### [Given problem]
Locate each line in the rows below containing the string "center" and copy those lines, treating case as significant.

### [Data extract]

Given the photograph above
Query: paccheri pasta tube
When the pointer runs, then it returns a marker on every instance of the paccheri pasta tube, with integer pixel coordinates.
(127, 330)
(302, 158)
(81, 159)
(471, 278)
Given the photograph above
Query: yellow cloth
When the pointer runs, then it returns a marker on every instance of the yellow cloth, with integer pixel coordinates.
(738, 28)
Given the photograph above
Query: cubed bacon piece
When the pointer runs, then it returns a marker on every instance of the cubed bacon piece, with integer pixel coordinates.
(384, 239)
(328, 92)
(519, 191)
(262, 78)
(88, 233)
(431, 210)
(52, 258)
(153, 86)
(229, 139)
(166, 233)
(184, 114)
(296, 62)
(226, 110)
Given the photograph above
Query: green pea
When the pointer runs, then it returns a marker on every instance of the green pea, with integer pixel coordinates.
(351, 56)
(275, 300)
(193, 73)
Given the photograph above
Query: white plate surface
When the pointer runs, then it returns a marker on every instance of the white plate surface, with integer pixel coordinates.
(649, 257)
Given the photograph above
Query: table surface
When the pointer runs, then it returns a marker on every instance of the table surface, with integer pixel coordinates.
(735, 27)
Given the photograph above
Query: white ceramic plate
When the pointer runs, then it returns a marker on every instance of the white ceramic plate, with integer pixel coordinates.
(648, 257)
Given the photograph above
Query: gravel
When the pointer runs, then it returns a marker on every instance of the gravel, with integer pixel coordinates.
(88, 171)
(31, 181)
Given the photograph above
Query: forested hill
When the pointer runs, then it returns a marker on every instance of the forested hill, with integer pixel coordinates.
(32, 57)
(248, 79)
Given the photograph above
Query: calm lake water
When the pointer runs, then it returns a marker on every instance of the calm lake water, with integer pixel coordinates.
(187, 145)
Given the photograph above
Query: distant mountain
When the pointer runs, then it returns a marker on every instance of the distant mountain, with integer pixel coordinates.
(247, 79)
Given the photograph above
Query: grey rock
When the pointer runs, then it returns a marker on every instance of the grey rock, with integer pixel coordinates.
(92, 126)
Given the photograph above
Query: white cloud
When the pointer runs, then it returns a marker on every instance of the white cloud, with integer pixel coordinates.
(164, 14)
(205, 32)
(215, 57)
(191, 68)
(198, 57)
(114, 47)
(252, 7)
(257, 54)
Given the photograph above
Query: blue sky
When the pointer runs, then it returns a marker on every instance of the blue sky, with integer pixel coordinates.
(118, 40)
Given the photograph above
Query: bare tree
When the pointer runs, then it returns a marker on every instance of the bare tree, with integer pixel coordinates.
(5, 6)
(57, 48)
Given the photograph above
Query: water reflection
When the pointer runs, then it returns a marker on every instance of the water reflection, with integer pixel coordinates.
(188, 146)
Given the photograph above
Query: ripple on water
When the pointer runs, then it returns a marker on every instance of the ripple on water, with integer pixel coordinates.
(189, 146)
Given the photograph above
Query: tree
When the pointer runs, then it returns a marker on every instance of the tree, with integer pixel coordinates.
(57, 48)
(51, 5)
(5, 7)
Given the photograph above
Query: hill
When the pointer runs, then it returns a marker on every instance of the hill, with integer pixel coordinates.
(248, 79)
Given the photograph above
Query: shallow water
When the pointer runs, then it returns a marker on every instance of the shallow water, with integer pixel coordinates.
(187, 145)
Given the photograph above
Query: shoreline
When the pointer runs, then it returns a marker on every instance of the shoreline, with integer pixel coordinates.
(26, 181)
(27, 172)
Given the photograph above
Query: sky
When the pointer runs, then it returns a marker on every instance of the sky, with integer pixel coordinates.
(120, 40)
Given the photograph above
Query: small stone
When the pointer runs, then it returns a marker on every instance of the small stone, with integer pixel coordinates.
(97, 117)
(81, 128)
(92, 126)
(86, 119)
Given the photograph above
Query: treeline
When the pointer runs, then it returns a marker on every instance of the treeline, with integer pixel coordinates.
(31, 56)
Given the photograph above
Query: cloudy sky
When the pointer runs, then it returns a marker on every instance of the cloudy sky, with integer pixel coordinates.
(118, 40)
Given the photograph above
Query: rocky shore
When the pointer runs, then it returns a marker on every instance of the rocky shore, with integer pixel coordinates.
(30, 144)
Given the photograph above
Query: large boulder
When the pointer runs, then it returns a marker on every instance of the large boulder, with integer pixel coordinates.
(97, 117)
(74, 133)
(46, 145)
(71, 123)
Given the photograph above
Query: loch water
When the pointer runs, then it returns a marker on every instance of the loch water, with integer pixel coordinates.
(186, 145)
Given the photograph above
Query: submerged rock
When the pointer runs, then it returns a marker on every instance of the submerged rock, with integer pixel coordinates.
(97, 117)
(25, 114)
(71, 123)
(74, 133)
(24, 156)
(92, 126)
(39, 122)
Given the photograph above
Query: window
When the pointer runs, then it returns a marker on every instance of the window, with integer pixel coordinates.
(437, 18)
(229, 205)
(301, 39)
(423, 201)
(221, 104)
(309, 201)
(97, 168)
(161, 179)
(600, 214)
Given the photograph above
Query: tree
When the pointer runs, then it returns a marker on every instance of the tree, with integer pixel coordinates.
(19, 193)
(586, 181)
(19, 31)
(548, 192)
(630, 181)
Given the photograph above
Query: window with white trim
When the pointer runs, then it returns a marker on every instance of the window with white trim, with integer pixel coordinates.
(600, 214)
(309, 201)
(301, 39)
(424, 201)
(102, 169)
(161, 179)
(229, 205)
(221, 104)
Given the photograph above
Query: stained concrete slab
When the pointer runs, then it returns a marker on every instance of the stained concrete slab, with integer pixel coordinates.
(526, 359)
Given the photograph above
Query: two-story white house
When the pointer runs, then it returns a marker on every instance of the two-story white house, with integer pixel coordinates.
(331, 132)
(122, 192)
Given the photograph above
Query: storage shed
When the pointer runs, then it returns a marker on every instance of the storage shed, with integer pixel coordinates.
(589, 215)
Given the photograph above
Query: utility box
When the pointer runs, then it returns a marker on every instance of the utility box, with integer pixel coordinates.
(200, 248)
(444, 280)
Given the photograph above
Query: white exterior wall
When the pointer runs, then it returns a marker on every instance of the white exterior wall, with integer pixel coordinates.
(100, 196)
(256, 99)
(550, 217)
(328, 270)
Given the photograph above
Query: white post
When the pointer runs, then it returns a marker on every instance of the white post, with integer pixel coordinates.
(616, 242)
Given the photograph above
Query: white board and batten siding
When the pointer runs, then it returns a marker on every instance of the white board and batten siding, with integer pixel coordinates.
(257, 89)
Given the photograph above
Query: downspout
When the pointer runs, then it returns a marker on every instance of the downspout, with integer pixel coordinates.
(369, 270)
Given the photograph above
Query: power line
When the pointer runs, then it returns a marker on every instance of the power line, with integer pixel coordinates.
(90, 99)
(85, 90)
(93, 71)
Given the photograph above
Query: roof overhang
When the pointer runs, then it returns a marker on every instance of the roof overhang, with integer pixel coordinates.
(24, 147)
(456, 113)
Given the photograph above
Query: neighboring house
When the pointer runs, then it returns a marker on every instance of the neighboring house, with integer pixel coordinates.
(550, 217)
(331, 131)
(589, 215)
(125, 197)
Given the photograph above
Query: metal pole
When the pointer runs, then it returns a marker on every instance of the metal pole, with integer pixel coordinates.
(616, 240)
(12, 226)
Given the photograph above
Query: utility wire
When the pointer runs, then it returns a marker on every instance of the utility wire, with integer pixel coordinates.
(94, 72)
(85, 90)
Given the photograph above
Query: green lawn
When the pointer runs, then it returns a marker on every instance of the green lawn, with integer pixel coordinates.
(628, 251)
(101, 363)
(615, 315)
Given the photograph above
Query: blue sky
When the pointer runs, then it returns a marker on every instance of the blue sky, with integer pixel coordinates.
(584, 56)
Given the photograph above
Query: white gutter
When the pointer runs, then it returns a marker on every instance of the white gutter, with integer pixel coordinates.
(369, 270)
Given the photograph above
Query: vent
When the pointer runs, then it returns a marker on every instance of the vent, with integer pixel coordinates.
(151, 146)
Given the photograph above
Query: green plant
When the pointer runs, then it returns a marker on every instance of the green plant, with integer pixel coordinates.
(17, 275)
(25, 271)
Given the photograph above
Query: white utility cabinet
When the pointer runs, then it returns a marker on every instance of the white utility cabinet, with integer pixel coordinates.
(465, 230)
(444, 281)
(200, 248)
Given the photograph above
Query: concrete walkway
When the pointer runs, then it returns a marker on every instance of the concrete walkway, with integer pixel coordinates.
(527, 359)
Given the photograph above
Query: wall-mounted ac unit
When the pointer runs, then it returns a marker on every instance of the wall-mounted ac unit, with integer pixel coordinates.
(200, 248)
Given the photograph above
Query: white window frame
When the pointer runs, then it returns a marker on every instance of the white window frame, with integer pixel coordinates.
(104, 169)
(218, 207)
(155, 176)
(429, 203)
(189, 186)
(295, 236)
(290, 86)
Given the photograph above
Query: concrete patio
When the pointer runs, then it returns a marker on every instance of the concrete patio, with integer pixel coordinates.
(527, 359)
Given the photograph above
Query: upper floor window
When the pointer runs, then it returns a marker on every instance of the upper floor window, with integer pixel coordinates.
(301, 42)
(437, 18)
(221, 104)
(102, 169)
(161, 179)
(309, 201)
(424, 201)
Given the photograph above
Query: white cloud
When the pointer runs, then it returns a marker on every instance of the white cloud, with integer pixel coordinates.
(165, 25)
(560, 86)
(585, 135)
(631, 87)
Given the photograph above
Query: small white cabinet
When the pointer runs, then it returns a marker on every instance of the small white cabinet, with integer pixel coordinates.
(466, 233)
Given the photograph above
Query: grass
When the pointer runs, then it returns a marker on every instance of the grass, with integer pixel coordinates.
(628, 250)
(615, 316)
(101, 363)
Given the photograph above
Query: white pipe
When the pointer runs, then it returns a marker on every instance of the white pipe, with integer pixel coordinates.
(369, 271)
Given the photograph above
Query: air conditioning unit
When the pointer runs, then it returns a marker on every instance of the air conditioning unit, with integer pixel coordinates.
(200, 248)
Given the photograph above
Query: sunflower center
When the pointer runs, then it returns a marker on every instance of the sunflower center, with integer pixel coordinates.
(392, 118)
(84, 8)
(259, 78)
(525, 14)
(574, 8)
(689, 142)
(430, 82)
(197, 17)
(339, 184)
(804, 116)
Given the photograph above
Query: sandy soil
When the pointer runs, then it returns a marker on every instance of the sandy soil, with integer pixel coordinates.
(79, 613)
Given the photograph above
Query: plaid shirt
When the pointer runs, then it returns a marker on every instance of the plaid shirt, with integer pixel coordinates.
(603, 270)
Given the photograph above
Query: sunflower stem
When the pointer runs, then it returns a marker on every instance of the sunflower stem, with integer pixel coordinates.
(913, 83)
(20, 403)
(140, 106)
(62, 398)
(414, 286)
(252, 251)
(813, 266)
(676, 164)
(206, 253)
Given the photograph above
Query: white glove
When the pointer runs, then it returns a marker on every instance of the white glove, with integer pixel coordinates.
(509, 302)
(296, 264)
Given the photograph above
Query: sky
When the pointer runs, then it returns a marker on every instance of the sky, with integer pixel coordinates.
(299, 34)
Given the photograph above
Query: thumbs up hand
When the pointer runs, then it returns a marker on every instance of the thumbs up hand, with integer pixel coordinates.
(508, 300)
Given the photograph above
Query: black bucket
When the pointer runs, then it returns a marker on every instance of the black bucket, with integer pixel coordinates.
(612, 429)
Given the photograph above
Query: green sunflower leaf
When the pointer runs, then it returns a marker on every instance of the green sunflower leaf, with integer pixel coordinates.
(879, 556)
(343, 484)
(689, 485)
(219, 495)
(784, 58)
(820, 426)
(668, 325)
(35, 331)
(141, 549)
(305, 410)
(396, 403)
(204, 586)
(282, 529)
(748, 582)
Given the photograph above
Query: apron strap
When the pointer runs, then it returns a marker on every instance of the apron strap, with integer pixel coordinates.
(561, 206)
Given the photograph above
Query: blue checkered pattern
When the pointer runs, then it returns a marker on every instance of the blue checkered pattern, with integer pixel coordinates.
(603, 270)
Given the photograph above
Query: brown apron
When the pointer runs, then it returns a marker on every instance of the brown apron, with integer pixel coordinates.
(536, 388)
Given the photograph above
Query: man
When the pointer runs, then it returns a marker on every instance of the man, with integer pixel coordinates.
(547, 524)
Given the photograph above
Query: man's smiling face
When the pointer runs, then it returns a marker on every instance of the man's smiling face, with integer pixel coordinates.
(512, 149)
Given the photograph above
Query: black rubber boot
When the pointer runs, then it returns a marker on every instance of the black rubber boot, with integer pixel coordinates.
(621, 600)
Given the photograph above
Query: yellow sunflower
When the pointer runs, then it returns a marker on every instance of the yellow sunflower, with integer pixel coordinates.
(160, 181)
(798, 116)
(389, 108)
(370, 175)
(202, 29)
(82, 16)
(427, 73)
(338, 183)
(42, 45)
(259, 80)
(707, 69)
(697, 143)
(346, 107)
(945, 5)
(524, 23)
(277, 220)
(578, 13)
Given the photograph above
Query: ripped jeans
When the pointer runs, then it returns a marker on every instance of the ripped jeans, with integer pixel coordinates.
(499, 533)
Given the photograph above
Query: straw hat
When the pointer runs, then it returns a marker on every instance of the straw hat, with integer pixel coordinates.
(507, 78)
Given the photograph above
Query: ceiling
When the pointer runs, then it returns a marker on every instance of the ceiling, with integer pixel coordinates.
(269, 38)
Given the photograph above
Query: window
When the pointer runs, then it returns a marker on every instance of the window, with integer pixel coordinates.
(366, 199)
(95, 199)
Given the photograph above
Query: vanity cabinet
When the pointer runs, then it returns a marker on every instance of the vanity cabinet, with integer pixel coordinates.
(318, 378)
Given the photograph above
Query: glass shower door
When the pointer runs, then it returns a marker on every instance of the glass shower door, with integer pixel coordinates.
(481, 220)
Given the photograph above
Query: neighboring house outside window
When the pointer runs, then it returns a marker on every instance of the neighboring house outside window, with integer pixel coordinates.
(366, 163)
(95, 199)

### [Solved problem]
Query: sunflower center
When the pointer runs, then it returns a marker on every instance of the sunflower center, with integer pixel coordinates.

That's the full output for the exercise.